Section 2.  Number and Election of Directors.  The number of directors of the Corporation which shall constitute the entire Board of Directors shall be such number as is fixed by the Board of Directors in accordance with the provisions of the Restated Certificate of Incorporation.  Directors shall be elected and shall hold office in accordance with the provisions of the Restated Certificate of Incorporation.  Directors need not be stockholders of the Corporation.

 

Section 3.  Required Vote for Directors.  A nominee for director shall be elected to the Board of Directors by the vote of the majority of the votes cast at any meeting for the election of directors at which a quorum is present; provided, however, that directors shall be elected by a plurality of the votes cast at any meeting of stockholders for which (i) the Secretary of the Corporation receives a notice that a stockholder has nominated a person for election to the Board of Directors in compliance with the advance notice requirements for stockholder nominees for directors set forth in Article II, Section 3, of these By-Laws and (ii) such nomination has not been withdrawn by such stockholder on or prior to the tenth (10th) day preceding the date the Corporation first mails its notice of meeting for such meeting to the stockholders.  For purposes of this By-Law, a majority of votes cast shall mean that the number of shares voted “for” a nominee exceeds fifty

 

7



 

percent (50%) of the number of votes cast with respect to such nominee.  Votes cast with respect to a nominee shall include votes to withhold authority and exclude abstentions with respect to such nominee.

 

Section 4.  Place of Meeting.  The Board of Directors may hold meetings at such place, within or without the State of Delaware, as the Board of Directors or the officer calling the meeting may from time to time determine.

 

Section 5.  Organization Meeting.  Promptly following the adjournment of the annual meeting of the stockholders, and without other notice than this By-Law, the newly constituted Board of Directors shall meet for the purpose of organization, the election of officers, and the transaction of other business, with power to adjourn and re-adjourn.

 

Section 6.  Meetings.  Regular meetings of the Board of Directors shall be held at such time and place as the Board of Directors may from time to time determine.  Special meetings of the Board of Directors may be called by the Chairman of the Board, the President or any two (2) or more Directors.

 

Section 7.  Notice of Meetings.  Notice of regular meetings of the Board of Directors need not be given except as otherwise required by statute or these By-Laws.  Notice of the place, date and time of the holding of each special meeting of the Board of Directors, and the purpose or purposes thereof, shall be delivered to each director either personally or by mail, telephone, telegraph, cable, or similar means, three (3) days before the day on which such meeting is to be held, or on such shorter notice as the person or persons calling such meeting deem appropriate in the circumstances.  Such notice shall be deemed to be given at the time it is dispatched by depositing it in the United States mail with postage prepaid, by transmission by telephone, telegraph or cable, or by personal delivery.  Notice of any such meeting need not be given to any director who shall, either before or after the meeting, submit a signed waiver of notice or who shall attend such meeting without protesting, prior to or at its commencement, the lack of notice to him.

■ **Recorded data**
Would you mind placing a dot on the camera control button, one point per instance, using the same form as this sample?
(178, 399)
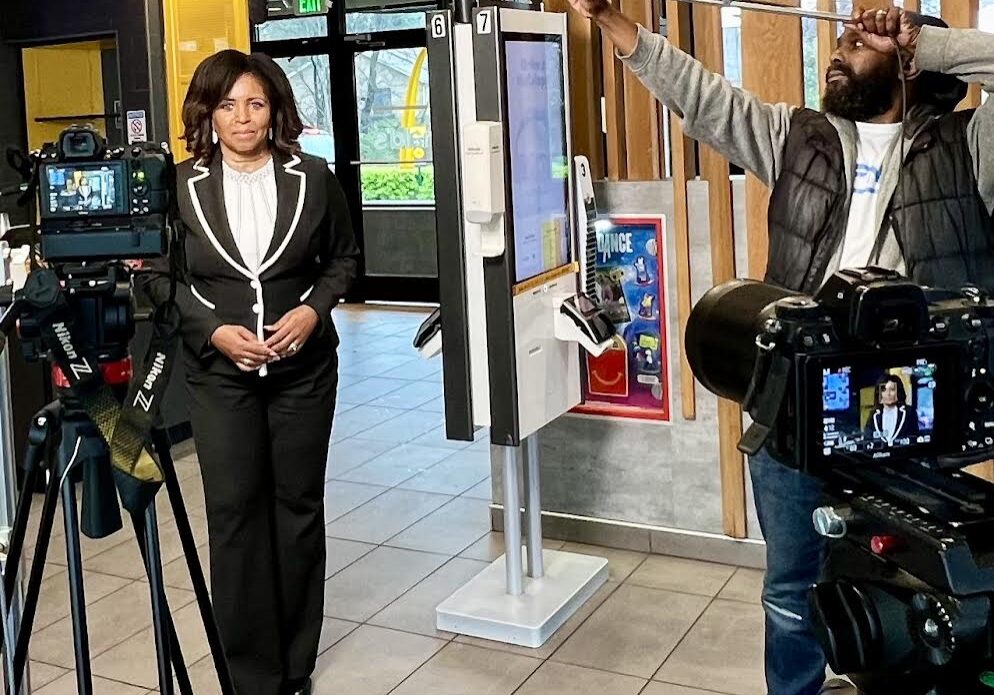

■ **Exercise details**
Reproduce word for word the part of the by-laws excerpt above that begins with "Section 4.  Place of" and ends after "(2) or more Directors.".

■ **Written answer**
Section 4.  Place of Meeting.  The Board of Directors may hold meetings at such place, within or without the State of Delaware, as the Board of Directors or the officer calling the meeting may from time to time determine.

 

Section 5.  Organization Meeting.  Promptly following the adjournment of the annual meeting of the stockholders, and without other notice than this By-Law, the newly constituted Board of Directors shall meet for the purpose of organization, the election of officers, and the transaction of other business, with power to adjourn and re-adjourn.

 

Section 6.  Meetings.  Regular meetings of the Board of Directors shall be held at such time and place as the Board of Directors may from time to time determine.  Special meetings of the Board of Directors may be called by the Chairman of the Board, the President or any two (2) or more Directors.